● Problem to work on
Output every line of the data exactly as it appears.

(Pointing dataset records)

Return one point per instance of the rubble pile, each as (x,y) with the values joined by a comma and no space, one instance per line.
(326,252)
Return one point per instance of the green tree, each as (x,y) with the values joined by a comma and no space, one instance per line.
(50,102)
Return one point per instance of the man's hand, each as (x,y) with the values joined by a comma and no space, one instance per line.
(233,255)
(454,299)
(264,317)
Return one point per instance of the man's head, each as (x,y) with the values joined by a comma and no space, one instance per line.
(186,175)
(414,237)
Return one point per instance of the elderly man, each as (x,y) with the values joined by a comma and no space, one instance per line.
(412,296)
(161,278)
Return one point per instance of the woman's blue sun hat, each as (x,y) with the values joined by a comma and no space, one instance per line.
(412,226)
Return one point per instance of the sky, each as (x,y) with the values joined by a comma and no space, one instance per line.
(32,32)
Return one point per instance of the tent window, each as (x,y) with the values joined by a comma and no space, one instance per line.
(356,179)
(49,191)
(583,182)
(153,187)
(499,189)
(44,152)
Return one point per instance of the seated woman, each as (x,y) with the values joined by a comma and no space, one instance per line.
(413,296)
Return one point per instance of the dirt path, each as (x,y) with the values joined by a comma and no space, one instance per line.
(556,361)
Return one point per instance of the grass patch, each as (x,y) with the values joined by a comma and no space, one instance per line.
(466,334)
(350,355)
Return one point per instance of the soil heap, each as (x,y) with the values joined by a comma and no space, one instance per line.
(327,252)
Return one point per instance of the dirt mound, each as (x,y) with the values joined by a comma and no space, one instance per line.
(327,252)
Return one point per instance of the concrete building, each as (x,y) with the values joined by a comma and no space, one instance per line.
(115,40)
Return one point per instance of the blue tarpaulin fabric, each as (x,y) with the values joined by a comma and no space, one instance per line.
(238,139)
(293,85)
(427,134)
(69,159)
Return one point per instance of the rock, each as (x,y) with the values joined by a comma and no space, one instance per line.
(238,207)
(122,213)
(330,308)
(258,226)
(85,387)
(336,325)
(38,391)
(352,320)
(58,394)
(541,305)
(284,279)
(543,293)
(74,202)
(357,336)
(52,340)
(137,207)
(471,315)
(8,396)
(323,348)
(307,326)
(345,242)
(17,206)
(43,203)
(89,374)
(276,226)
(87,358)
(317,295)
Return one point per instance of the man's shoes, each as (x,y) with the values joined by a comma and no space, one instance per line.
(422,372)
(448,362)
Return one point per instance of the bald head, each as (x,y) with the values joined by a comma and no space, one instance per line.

● Output for this exercise
Return one point per instance of the rubble pile, each as (x,y) with the values joined by a comma and no space, one instance per line.
(326,252)
Return one point per instance of the green tree, each as (x,y) with the values joined by a comma and no space, one instance per line.
(50,102)
Return one point per instance of the man's hand, each as (x,y) with the values joined by a comma and no space, one instance per line.
(233,255)
(454,299)
(264,317)
Return one point per instance of the man's head, each as (x,y) with the values joined by a comma and no space, one instance per line.
(186,175)
(414,237)
Return one point per instance of the elderly man, each as (x,y) with the values joined by a comma and no space, one instance per line.
(412,296)
(161,278)
Return one point per instance of the woman's blue sun hat, each as (x,y) with the values joined by a comma and no space, one instance per line.
(412,226)
Return one point per instance of the sky, each as (x,y) with the values joined by a comma and no space, one instance per line.
(32,32)
Return one point per instance of the tent window, each as (x,y) with the values joined by a comma and no space, one instance per line.
(356,179)
(49,191)
(583,182)
(153,187)
(499,189)
(44,152)
Return one point per instance of the seated woman, each as (x,y) with the values joined by a comma and no space, one instance per line.
(413,296)
Return one point per instance of the dirt path, each as (x,y) with the values joined by a comma and no space, one instance per line.
(556,361)
Return one point per instance of the grass patch, each as (x,y) with the values joined by a comma and no space, one instance per line.
(466,334)
(350,355)
Return one point per instance of the soil heap, each as (x,y) with the values joined by a comma and no space, one instance per line.
(327,252)
Return one point per instance of the dirt mound, each as (x,y) with the values joined by a comma and no space, one instance per line.
(327,252)
Return one point per instance of the concrete building, each as (x,y) with the values joined by a comma and no space, one instance per line.
(115,40)
Return one point per instance of the blue tarpaulin fabric, each as (x,y) with the values joined by a comma and no space, one instance per line.
(238,139)
(293,85)
(427,134)
(69,159)
Return one point per instance of the rock, each as (x,y) with the values joined by a comma and no space, one instance per line.
(238,207)
(122,213)
(330,308)
(258,226)
(85,387)
(336,325)
(38,391)
(352,320)
(58,394)
(541,305)
(284,279)
(543,293)
(74,202)
(357,336)
(52,340)
(137,207)
(471,315)
(8,396)
(323,348)
(307,326)
(345,242)
(17,206)
(43,203)
(89,374)
(276,226)
(87,358)
(317,295)
Return one point per instance of the man's shoes, each as (x,y) with the values joined by a comma and no space, one instance per line.
(422,372)
(448,362)
Return one point per instance of the bald head, each as (x,y) with the values joined by a comma and no space, one instance per line.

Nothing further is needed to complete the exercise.